==== AVAILABLE DATA
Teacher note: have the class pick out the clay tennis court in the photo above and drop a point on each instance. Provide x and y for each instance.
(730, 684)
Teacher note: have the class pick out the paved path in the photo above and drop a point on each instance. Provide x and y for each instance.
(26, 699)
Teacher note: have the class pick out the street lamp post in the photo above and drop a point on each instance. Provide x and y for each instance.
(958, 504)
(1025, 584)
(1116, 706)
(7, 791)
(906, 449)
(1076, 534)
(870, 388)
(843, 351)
========
==== AVAILABLE DATA
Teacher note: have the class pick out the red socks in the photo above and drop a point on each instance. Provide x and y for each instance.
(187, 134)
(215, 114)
========
SET EXERCISE –
State how many of the lines above contain the word "lamp". Give only the number.

EXPECTED ANSWER –
1